Region pointing data
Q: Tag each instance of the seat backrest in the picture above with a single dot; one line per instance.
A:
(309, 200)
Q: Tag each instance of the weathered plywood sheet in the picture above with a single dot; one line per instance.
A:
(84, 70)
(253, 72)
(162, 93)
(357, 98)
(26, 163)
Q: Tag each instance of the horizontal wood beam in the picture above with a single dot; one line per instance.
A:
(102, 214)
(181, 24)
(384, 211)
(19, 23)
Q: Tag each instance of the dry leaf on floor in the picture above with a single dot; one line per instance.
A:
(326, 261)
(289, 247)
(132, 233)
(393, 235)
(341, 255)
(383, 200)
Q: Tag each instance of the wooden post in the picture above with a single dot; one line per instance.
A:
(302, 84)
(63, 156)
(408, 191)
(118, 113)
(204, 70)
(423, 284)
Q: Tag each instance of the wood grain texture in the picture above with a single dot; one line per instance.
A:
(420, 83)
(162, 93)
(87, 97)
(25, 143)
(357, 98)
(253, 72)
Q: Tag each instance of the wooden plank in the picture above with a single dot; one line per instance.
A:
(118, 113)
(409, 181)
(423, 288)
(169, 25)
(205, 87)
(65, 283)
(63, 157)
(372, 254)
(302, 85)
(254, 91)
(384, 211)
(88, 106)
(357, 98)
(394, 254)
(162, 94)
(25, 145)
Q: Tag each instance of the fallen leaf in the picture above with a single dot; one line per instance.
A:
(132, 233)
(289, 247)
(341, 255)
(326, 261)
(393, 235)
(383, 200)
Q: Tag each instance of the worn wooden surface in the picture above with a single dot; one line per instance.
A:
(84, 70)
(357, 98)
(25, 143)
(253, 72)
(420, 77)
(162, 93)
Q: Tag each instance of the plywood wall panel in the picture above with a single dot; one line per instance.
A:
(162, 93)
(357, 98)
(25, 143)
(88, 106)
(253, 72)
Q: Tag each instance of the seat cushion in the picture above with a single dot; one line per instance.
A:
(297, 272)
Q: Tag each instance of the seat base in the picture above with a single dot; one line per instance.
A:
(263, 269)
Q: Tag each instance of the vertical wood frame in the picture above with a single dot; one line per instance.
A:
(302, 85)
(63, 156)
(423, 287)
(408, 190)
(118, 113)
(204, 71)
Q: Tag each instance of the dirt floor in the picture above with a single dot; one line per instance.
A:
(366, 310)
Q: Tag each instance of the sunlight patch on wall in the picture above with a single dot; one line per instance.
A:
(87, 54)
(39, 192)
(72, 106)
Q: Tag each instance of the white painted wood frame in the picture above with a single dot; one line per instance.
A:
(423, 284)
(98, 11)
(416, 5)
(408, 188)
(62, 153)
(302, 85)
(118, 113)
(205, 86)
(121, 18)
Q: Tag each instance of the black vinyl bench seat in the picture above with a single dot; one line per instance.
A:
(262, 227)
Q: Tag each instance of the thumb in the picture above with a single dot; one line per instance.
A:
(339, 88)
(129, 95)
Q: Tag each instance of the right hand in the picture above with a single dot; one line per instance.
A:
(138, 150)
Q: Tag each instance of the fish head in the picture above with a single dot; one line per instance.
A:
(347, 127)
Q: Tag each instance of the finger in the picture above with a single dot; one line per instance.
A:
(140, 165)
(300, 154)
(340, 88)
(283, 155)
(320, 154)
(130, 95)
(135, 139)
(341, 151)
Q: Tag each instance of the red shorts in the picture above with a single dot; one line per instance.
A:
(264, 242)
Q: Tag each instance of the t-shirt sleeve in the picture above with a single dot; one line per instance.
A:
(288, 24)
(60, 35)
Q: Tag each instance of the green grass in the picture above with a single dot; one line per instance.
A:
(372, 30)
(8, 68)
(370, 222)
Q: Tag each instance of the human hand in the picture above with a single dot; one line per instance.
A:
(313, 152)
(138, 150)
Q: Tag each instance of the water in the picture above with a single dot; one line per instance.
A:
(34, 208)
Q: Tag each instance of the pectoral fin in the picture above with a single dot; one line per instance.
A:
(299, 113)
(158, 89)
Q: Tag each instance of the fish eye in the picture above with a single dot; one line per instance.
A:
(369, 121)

Problem description: Line by line, copy the entries above exactly as they appear.

Answer to the exercise:
Q: Tag each instance of the seat backrest in the picture above with a single dot; one line per instance.
A:
(309, 200)
Q: Tag each instance of the weathered plywood sheet in the picture above with a single dot; one line per instance.
A:
(84, 70)
(253, 72)
(162, 93)
(357, 98)
(26, 163)
Q: Tag each instance of the horizontal wood beam in the picture above with a single dot; one line per instance.
A:
(102, 214)
(181, 24)
(384, 211)
(19, 23)
Q: Tag each instance of the dry leaf on floor in the picture above with a single dot; one line per instance.
A:
(326, 261)
(289, 247)
(132, 233)
(393, 235)
(341, 255)
(383, 200)
Q: Tag each instance of the wooden post in the picture above with a single dot; one line per instance.
A:
(302, 84)
(63, 156)
(408, 191)
(118, 113)
(204, 70)
(423, 284)
Q: Tag each instance of the wood grain texture in the picture above with a single dot; one line per instance.
A:
(420, 83)
(162, 93)
(87, 97)
(25, 143)
(357, 98)
(253, 72)
Q: Tag each instance of the wooden plank in the picture above with a single dot; one line per instance.
A:
(118, 113)
(409, 181)
(423, 288)
(169, 25)
(205, 87)
(65, 283)
(63, 157)
(372, 254)
(302, 85)
(254, 91)
(384, 211)
(88, 106)
(357, 98)
(394, 254)
(162, 94)
(25, 145)
Q: Tag each instance of the fallen leaf in the picture above with a single dot; one line per instance.
A:
(132, 233)
(289, 247)
(341, 255)
(326, 261)
(393, 235)
(383, 200)
Q: Tag each instance of the worn wooden surface in the picture above with a single dot; one line per instance.
A:
(84, 70)
(357, 98)
(25, 143)
(253, 72)
(420, 77)
(162, 93)
Q: Tag each instance of the plywood wall panel in the picture above with a single dot; one line per instance.
A:
(162, 93)
(357, 98)
(25, 143)
(88, 106)
(253, 72)
Q: Tag each instance of the seat cushion in the picture above with a single dot; one line per instance.
A:
(297, 272)
Q: Tag each instance of the seat base in the picture above with a single dot; one line per instance.
A:
(263, 269)
Q: Tag each instance of the vertical wood frame in the picture above with a single dot; one line per instance.
A:
(302, 85)
(63, 156)
(423, 287)
(408, 190)
(118, 113)
(204, 71)
Q: Tag each instance of the dirt floor in the picture above with a single dot; one line per instance.
A:
(366, 310)
Q: Tag each instance of the sunlight patch on wall in the picture above with a single dot; one line per instance.
A:
(87, 54)
(39, 192)
(72, 106)
Q: Tag each instance of the white painted wood frame in the picture above with a single dot; one line per instance.
A:
(423, 284)
(98, 11)
(416, 5)
(408, 188)
(62, 153)
(302, 85)
(118, 113)
(205, 86)
(121, 18)
Q: Tag each instance of the black vinyl bench seat in the picture above with a single dot; one line per instance.
A:
(262, 227)
Q: Tag each instance of the thumb in the picture above with a single dot; one line per instance.
A:
(339, 88)
(129, 95)
Q: Tag each instance of the right hand in the picture above with a single dot; one line per instance.
A:
(138, 150)
Q: Tag each instance of the fish head in the picture above with a single dot; one line per instance.
A:
(347, 127)
Q: Tag each instance of the finger in the picture above with a single dot; one line per instance.
A:
(140, 165)
(300, 154)
(340, 88)
(283, 155)
(320, 154)
(130, 95)
(135, 139)
(341, 151)
Q: Tag each instance of the red shorts in the picture above with a single dot; one line per instance.
A:
(264, 242)
Q: Tag each instance of the t-shirt sleeve in the picture above with a single dot; one line per instance.
A:
(288, 24)
(60, 35)
Q: Tag each instance of the green grass in the picture above with a single dot; one line per instance.
A:
(372, 30)
(8, 68)
(370, 222)
Q: Tag each instance of the human hand in the picture above with a single dot; one line per instance.
A:
(313, 152)
(138, 150)
Q: Tag each instance of the water in the picture above with a single dot; one line per instance.
A:
(34, 208)
Q: Tag each instance of the pectoral fin in the picture above with a single dot; one line per instance.
A:
(299, 113)
(158, 89)
Q: Tag each instance of the fish eye in the picture above with a single dot; one line per instance.
A:
(369, 121)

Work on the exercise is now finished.